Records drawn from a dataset
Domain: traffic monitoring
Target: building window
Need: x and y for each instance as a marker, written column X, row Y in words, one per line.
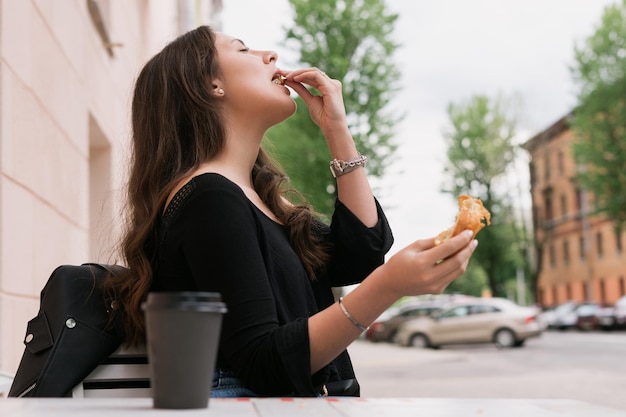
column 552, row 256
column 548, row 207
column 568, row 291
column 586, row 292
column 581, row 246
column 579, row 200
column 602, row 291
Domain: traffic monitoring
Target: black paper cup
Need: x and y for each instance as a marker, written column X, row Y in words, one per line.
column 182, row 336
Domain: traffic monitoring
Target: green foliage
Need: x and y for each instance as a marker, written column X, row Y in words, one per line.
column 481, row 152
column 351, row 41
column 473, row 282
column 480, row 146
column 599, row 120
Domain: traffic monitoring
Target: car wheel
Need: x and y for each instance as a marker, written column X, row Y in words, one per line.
...
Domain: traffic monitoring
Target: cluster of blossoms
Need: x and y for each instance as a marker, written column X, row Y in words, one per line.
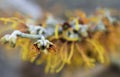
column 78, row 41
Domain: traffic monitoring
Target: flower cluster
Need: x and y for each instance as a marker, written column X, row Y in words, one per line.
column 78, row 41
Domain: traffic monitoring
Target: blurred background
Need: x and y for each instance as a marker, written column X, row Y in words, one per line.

- Task brief
Please find, in the entries above, every line where "Target" occurs, and copy it.

- Solution for this problem
Target: building window
Target: black paper cup
Target: green foliage
Target: car wheel
Target: cluster of blossoms
Target: flower cluster
Target: blurred background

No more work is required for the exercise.